(PROMPT)
Return every line of the records below verbatim, with no changes.

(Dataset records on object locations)
........

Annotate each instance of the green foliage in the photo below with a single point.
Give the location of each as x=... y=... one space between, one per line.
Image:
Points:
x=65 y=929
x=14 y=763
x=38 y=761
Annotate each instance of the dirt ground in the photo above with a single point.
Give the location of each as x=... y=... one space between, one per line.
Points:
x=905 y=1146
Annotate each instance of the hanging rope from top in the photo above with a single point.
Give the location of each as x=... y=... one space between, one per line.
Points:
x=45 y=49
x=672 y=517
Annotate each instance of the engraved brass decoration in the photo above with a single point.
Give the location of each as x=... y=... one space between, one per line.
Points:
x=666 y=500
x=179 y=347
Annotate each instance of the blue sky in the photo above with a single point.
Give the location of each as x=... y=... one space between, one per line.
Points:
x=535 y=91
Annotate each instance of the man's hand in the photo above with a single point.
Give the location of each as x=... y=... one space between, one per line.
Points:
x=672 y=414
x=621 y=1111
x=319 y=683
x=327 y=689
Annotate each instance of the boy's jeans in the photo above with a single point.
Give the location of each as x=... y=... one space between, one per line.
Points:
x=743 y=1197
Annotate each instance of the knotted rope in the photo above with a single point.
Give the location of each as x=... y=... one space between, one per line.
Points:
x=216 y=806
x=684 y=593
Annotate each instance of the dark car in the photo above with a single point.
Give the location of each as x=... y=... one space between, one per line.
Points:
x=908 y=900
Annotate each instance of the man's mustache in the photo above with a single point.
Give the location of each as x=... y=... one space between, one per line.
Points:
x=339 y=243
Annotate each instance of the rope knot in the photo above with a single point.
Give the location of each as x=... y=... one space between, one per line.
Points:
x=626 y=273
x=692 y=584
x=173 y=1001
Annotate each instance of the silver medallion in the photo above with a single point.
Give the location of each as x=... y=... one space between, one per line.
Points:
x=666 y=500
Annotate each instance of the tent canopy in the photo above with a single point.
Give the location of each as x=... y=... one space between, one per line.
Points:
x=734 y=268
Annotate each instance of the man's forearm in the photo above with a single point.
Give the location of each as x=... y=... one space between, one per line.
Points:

........

(RESULT BELOW)
Annotate each instance of the green foliage in the photo below with a single point.
Give the location of each as x=... y=... one space between, one per line.
Image:
Points:
x=65 y=929
x=14 y=763
x=38 y=761
Annotate each instance of the dirt ground in the photo above with a single point.
Give the location of each as x=... y=... one space between, one per line.
Points:
x=905 y=1146
Annotate each instance of the hanging rope from top in the photo above with a single point.
Give the location of each as x=... y=... one space between, one per line.
Points:
x=45 y=49
x=672 y=517
Annotate each instance of the engraved brass decoration in the photo above with a single point.
Give the location of each as x=... y=... one space between, one per line.
Points:
x=666 y=500
x=179 y=347
Annotate each instance of the blue sky in the photo above with a single point.
Give the location of each as x=... y=... one space between, one per line.
Points:
x=535 y=91
Annotate each instance of the man's hand in the photo above with a single point.
Give the location of each as x=... y=... one space between, one per line.
Points:
x=672 y=414
x=621 y=1111
x=319 y=683
x=327 y=689
Annotate each instance of the boy's jeans in the photo above with a single point.
Give the location of each as x=... y=... one space between, one per line.
Points:
x=743 y=1197
Annotate each instance of the knotted rope in the photo above with a single point.
Give the location of each as x=... y=... one space between, one per line.
Points:
x=216 y=806
x=684 y=593
Annotate each instance of the dark car in the photo above with a single point.
Give the location of each as x=... y=... one space between, one per line.
Points:
x=908 y=900
Annotate each instance of the man's mustache in the photo above with a single point.
Give the location of each as x=... y=... one space between, one per line.
Points:
x=339 y=243
Annotate each instance of the rope knot in the photo above with a single point.
Give the location of each as x=... y=... one space between, one per line.
Points:
x=626 y=273
x=692 y=584
x=173 y=1001
Annotate each instance of the silver medallion in the photo above with a single point.
Give the location of each as x=... y=... one space between, one per line.
Points:
x=666 y=500
Annotate each instance of the tent canopy in the photo above with a single point.
Give the location of each as x=... y=... one space between, one per line.
Points:
x=734 y=268
Annotate each instance of the man's forearm in the photo above with a single point.
Give the location of each as x=... y=... one space between, one per line.
Points:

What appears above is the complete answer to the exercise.